Task input:
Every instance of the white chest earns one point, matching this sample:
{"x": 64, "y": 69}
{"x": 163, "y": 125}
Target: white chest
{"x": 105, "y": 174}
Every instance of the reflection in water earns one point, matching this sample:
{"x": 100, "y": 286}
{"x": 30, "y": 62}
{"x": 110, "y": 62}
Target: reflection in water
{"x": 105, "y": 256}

Task brief:
Rewrite all the entries above with "earns" swapped for "receives" wherever it occurs, keeping everything else the same.

Result for this task:
Every instance of the white chest receives one point, matching this sample:
{"x": 64, "y": 69}
{"x": 163, "y": 125}
Target: white chest
{"x": 105, "y": 174}
Every instance of the reflection in water receives one point, matching this sample:
{"x": 100, "y": 286}
{"x": 30, "y": 62}
{"x": 110, "y": 62}
Target: reflection in water
{"x": 105, "y": 256}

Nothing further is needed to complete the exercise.